Assignment: Search the material below for lines containing the string "laminate", and copy every one you find.

======== Information ========

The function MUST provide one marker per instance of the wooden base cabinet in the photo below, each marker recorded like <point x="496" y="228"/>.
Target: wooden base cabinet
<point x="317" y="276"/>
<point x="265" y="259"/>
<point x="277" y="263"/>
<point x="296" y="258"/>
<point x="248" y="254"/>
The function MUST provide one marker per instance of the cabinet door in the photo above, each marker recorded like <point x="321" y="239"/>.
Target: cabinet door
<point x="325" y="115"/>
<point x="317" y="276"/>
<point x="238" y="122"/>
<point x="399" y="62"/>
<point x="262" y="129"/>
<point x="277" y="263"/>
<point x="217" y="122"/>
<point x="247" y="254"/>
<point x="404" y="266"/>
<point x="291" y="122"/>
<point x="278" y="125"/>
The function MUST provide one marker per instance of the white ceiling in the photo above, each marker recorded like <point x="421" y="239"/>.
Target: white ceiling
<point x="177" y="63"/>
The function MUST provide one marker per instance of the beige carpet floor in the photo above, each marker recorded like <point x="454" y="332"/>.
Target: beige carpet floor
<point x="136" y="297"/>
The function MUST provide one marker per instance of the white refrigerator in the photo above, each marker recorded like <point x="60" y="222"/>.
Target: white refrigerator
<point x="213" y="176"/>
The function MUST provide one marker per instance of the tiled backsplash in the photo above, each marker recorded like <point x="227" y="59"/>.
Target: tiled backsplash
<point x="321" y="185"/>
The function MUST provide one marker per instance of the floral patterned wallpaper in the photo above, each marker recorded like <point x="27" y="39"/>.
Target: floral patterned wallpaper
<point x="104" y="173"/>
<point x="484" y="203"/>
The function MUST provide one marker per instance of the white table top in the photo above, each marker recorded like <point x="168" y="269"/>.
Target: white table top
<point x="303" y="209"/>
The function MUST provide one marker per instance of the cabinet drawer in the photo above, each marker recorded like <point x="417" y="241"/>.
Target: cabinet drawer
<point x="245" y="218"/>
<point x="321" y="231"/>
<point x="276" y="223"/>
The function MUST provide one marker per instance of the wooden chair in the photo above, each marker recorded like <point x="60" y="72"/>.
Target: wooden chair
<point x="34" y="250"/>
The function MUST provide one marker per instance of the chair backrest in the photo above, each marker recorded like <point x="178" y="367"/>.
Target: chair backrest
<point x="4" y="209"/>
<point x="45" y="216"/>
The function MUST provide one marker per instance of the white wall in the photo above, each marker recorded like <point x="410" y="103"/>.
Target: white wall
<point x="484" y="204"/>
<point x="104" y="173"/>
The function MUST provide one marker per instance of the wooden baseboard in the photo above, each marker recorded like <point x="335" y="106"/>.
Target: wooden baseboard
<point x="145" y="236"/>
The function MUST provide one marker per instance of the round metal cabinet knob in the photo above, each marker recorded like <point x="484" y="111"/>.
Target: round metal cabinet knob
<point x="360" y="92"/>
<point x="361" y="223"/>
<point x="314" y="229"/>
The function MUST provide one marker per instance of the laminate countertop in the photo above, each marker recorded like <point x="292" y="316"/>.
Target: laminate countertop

========

Written solution:
The function MUST provide one marker per instance of the laminate countertop in the photo above, each marker recorded like <point x="292" y="316"/>.
Target: laminate countertop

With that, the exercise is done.